* Information shown *
--- BEGIN ---

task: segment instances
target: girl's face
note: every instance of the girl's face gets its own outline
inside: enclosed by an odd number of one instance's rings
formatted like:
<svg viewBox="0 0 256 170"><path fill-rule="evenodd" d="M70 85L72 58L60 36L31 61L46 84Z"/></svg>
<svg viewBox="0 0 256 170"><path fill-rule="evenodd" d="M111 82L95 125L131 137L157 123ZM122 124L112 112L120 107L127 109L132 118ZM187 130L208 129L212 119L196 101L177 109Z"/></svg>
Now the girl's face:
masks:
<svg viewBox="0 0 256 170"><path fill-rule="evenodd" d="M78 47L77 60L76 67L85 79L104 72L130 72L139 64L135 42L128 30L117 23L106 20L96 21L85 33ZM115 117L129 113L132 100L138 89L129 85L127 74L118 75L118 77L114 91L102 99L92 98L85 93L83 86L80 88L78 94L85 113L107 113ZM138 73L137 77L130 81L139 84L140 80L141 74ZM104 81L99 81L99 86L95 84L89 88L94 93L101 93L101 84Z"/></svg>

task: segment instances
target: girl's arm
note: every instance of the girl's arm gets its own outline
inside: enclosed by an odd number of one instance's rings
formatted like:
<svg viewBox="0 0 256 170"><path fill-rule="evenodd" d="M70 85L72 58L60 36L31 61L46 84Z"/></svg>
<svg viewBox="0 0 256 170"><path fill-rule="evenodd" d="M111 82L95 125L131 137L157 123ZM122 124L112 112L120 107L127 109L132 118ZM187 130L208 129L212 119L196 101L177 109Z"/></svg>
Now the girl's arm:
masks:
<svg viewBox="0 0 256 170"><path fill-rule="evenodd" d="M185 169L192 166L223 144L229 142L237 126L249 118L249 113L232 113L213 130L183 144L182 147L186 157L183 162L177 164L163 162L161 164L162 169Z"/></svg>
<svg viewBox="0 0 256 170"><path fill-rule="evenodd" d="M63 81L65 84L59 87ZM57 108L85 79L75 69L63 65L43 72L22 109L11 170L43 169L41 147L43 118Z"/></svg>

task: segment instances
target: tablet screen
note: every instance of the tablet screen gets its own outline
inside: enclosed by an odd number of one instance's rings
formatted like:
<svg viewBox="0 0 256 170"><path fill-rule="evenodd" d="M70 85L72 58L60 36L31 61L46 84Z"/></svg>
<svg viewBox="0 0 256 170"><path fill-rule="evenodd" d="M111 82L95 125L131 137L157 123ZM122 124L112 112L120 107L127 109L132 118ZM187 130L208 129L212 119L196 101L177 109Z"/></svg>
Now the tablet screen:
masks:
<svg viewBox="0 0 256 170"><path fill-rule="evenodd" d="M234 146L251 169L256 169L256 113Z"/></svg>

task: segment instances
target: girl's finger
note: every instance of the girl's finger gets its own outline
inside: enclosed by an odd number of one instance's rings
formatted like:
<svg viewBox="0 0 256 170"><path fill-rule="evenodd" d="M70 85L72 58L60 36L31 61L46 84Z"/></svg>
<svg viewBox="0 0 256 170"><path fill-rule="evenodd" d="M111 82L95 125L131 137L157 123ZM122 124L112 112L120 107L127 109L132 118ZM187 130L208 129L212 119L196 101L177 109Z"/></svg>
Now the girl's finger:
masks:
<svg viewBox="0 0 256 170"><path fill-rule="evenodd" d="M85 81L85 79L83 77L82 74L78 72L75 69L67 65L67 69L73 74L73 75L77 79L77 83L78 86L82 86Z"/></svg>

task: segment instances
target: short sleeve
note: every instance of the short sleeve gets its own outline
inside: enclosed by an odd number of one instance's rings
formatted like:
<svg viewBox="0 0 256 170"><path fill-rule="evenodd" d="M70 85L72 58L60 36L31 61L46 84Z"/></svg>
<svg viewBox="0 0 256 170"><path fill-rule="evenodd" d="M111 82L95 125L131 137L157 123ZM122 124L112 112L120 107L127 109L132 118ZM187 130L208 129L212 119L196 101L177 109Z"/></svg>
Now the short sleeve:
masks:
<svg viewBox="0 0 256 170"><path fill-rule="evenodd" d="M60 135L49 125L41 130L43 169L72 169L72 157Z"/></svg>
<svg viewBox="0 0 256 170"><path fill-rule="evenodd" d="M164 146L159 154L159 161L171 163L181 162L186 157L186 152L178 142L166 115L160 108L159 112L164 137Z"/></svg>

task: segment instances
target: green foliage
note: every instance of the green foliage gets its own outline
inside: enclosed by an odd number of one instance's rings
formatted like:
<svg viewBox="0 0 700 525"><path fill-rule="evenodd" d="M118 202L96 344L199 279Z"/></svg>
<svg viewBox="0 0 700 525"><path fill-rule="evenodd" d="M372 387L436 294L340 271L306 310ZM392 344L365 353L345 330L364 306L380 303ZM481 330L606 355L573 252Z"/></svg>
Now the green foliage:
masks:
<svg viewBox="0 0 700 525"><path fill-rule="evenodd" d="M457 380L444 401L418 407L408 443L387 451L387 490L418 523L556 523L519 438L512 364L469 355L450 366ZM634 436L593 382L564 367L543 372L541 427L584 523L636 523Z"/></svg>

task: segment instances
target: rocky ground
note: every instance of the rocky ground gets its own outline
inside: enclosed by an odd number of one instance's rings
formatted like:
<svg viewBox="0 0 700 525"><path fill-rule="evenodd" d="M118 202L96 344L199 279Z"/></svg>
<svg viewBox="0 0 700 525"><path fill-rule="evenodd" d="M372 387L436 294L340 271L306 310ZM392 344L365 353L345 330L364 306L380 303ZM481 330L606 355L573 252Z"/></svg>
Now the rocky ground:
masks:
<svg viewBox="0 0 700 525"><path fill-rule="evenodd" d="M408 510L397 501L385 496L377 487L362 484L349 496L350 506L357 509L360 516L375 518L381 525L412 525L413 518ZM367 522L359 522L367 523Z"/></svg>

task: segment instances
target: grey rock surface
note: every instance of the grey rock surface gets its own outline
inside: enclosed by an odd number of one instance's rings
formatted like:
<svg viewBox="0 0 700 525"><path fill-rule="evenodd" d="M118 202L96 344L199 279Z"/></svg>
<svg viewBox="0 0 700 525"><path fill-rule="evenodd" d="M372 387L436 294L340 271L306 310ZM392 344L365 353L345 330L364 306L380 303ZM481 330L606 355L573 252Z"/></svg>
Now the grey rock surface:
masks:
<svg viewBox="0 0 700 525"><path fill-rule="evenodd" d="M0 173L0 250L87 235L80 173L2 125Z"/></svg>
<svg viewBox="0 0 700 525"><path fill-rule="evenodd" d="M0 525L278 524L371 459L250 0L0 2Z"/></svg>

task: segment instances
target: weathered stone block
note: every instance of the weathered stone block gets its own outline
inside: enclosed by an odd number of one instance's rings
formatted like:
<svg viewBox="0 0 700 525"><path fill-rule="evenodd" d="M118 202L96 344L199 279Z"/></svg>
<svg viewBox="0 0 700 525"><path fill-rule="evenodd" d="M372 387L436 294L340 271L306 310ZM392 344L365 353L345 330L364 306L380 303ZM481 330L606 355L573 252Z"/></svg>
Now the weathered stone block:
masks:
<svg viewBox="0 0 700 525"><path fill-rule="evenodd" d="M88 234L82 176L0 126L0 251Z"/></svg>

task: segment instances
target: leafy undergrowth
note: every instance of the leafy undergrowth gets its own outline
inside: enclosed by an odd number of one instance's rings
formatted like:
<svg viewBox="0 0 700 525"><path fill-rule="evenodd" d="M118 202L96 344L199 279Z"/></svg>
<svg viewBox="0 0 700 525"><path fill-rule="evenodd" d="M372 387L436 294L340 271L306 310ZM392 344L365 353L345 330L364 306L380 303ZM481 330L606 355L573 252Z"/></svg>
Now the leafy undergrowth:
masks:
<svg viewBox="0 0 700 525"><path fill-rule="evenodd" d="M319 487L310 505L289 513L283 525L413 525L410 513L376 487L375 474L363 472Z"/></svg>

--- END ---

Render the data above as a JSON list of strings with one string per line, leaving out blank lines.

* Exercise solution *
[
  "task: segment instances",
  "target: girl's face",
  "note: every instance of the girl's face gets its own outline",
  "inside: enclosed by an odd number of one instance's rings",
  "formatted like:",
  "<svg viewBox=\"0 0 256 170\"><path fill-rule=\"evenodd\" d=\"M70 85L72 58L60 36L31 61L46 84Z\"/></svg>",
  "<svg viewBox=\"0 0 256 170\"><path fill-rule=\"evenodd\" d=\"M111 82L95 125L131 137L157 123ZM122 124L112 112L120 107L127 109L132 118ZM187 130L208 129L212 119L196 101L177 109Z\"/></svg>",
  "Now the girl's face:",
  "masks:",
  "<svg viewBox=\"0 0 256 170\"><path fill-rule=\"evenodd\" d=\"M78 47L77 60L76 67L85 79L104 72L130 72L139 64L135 42L128 30L117 23L106 20L96 21L85 33ZM115 117L129 113L132 100L138 89L129 85L127 74L118 75L118 77L114 91L102 99L92 98L85 93L83 86L80 88L78 94L85 113L107 113ZM138 73L137 77L130 81L139 84L140 80L141 74ZM104 81L99 81L99 86L95 84L89 88L94 93L101 93L101 84Z\"/></svg>",
  "task: segment instances",
  "target: girl's arm",
  "note: every instance of the girl's arm gets its own outline",
  "inside: enclosed by an odd number of one instance's rings",
  "formatted like:",
  "<svg viewBox=\"0 0 256 170\"><path fill-rule=\"evenodd\" d=\"M70 85L72 58L60 36L31 61L46 84Z\"/></svg>",
  "<svg viewBox=\"0 0 256 170\"><path fill-rule=\"evenodd\" d=\"M111 82L95 125L131 137L157 123ZM122 124L112 112L120 107L127 109L132 118ZM187 130L208 129L212 119L196 101L177 109Z\"/></svg>",
  "Now the girl's arm:",
  "masks:",
  "<svg viewBox=\"0 0 256 170\"><path fill-rule=\"evenodd\" d=\"M185 169L192 166L223 144L229 142L237 126L249 118L249 113L232 113L213 130L183 144L182 147L186 157L183 162L177 164L163 162L161 164L162 169Z\"/></svg>",
  "<svg viewBox=\"0 0 256 170\"><path fill-rule=\"evenodd\" d=\"M63 81L65 84L59 87ZM57 108L85 79L75 69L63 65L43 72L22 109L11 170L43 169L41 147L43 118Z\"/></svg>",
  "task: segment instances",
  "target: tablet screen",
  "note: every instance of the tablet screen gets its own outline",
  "inside: enclosed by an odd number of one instance's rings",
  "formatted like:",
  "<svg viewBox=\"0 0 256 170\"><path fill-rule=\"evenodd\" d=\"M70 85L72 58L60 36L31 61L46 84Z\"/></svg>",
  "<svg viewBox=\"0 0 256 170\"><path fill-rule=\"evenodd\" d=\"M111 82L95 125L131 137L157 123ZM122 124L112 112L120 107L127 109L132 118ZM187 130L208 129L212 119L196 101L177 109Z\"/></svg>",
  "Now the tablet screen:",
  "masks:",
  "<svg viewBox=\"0 0 256 170\"><path fill-rule=\"evenodd\" d=\"M234 146L251 169L256 169L256 113Z\"/></svg>",
  "task: segment instances",
  "target: girl's finger",
  "note: every instance of the girl's finger gets its own outline",
  "inside: enclosed by an odd number of one instance's rings",
  "formatted like:",
  "<svg viewBox=\"0 0 256 170\"><path fill-rule=\"evenodd\" d=\"M70 85L72 58L60 36L31 61L46 84Z\"/></svg>",
  "<svg viewBox=\"0 0 256 170\"><path fill-rule=\"evenodd\" d=\"M111 82L95 125L131 137L157 123ZM122 124L112 112L120 107L127 109L132 118ZM187 130L208 129L212 119L196 101L177 109Z\"/></svg>",
  "Now the girl's finger:",
  "masks:",
  "<svg viewBox=\"0 0 256 170\"><path fill-rule=\"evenodd\" d=\"M85 81L85 79L83 77L82 74L78 72L75 69L67 65L67 69L73 74L73 75L77 79L77 83L78 86L82 86Z\"/></svg>",
  "task: segment instances",
  "target: short sleeve",
  "note: every instance of the short sleeve gets its own outline",
  "inside: enclosed by an odd number of one instance's rings",
  "formatted like:",
  "<svg viewBox=\"0 0 256 170\"><path fill-rule=\"evenodd\" d=\"M70 85L72 58L60 36L31 61L46 84Z\"/></svg>",
  "<svg viewBox=\"0 0 256 170\"><path fill-rule=\"evenodd\" d=\"M111 82L95 125L131 137L157 123ZM122 124L112 112L120 107L127 109L132 118ZM187 130L208 129L212 119L196 101L177 109Z\"/></svg>",
  "Now the short sleeve:",
  "masks:",
  "<svg viewBox=\"0 0 256 170\"><path fill-rule=\"evenodd\" d=\"M60 135L49 125L41 130L43 169L72 169L72 157Z\"/></svg>",
  "<svg viewBox=\"0 0 256 170\"><path fill-rule=\"evenodd\" d=\"M164 146L159 154L159 161L171 163L181 162L186 157L186 152L178 142L166 115L160 108L159 112L164 137Z\"/></svg>",
  "task: segment instances",
  "target: green foliage",
  "note: every instance of the green foliage gets its own outline",
  "inside: enclosed by an odd number of one instance's rings",
  "formatted like:",
  "<svg viewBox=\"0 0 700 525\"><path fill-rule=\"evenodd\" d=\"M118 202L96 344L199 279Z\"/></svg>",
  "<svg viewBox=\"0 0 700 525\"><path fill-rule=\"evenodd\" d=\"M372 387L436 294L340 271L306 310ZM392 344L365 353L345 330L364 306L380 303ZM481 330L606 355L573 252Z\"/></svg>",
  "Now the green foliage:",
  "masks:",
  "<svg viewBox=\"0 0 700 525\"><path fill-rule=\"evenodd\" d=\"M457 380L444 401L418 407L408 443L387 451L387 490L418 523L556 523L519 438L512 364L469 355L450 366ZM634 436L593 382L564 367L543 372L541 427L584 523L636 523Z\"/></svg>",
  "task: segment instances",
  "target: rocky ground",
  "note: every instance of the rocky ground gets its own outline",
  "inside: enclosed by an odd number of one instance's rings",
  "formatted like:",
  "<svg viewBox=\"0 0 700 525\"><path fill-rule=\"evenodd\" d=\"M118 202L96 344L199 279Z\"/></svg>",
  "<svg viewBox=\"0 0 700 525\"><path fill-rule=\"evenodd\" d=\"M372 387L436 294L340 271L306 310ZM392 344L365 353L345 330L364 306L380 303ZM481 330L606 355L573 252Z\"/></svg>",
  "Now the rocky ground:",
  "masks:",
  "<svg viewBox=\"0 0 700 525\"><path fill-rule=\"evenodd\" d=\"M408 510L397 501L385 496L377 487L362 484L349 496L350 506L357 509L360 516L375 518L381 525L412 525L413 518ZM367 522L359 522L367 523Z\"/></svg>",
  "task: segment instances",
  "target: grey rock surface",
  "note: every instance of the grey rock surface gets its own outline",
  "inside: enclosed by an odd number of one instance's rings",
  "formatted like:",
  "<svg viewBox=\"0 0 700 525\"><path fill-rule=\"evenodd\" d=\"M118 202L96 344L199 279Z\"/></svg>",
  "<svg viewBox=\"0 0 700 525\"><path fill-rule=\"evenodd\" d=\"M372 387L436 294L340 271L306 310ZM392 344L365 353L345 330L364 306L380 303ZM481 330L606 355L573 252Z\"/></svg>",
  "Now the grey rock surface:",
  "masks:",
  "<svg viewBox=\"0 0 700 525\"><path fill-rule=\"evenodd\" d=\"M0 173L0 250L87 235L80 173L2 125Z\"/></svg>",
  "<svg viewBox=\"0 0 700 525\"><path fill-rule=\"evenodd\" d=\"M0 525L278 524L371 459L250 0L0 2Z\"/></svg>",
  "task: segment instances",
  "target: weathered stone block",
  "note: every instance of the weathered stone block gets its own outline",
  "inside: enclosed by an odd number of one instance's rings",
  "formatted like:",
  "<svg viewBox=\"0 0 700 525\"><path fill-rule=\"evenodd\" d=\"M118 202L96 344L199 279Z\"/></svg>",
  "<svg viewBox=\"0 0 700 525\"><path fill-rule=\"evenodd\" d=\"M372 387L436 294L340 271L306 310ZM392 344L365 353L345 330L364 306L380 303ZM481 330L606 355L573 252Z\"/></svg>",
  "Now the weathered stone block:",
  "masks:",
  "<svg viewBox=\"0 0 700 525\"><path fill-rule=\"evenodd\" d=\"M88 234L82 176L0 126L0 251Z\"/></svg>",
  "task: segment instances",
  "target: leafy undergrowth",
  "note: every instance of the leafy undergrowth gets its own outline",
  "inside: enclosed by an odd number of one instance's rings",
  "formatted like:",
  "<svg viewBox=\"0 0 700 525\"><path fill-rule=\"evenodd\" d=\"M118 202L96 344L199 279Z\"/></svg>",
  "<svg viewBox=\"0 0 700 525\"><path fill-rule=\"evenodd\" d=\"M372 387L436 294L340 271L306 310ZM392 344L365 353L345 330L364 306L380 303ZM481 330L606 355L573 252Z\"/></svg>",
  "Now the leafy undergrowth:",
  "masks:",
  "<svg viewBox=\"0 0 700 525\"><path fill-rule=\"evenodd\" d=\"M319 487L310 505L289 513L283 525L413 525L410 513L376 487L375 474L363 472Z\"/></svg>"
]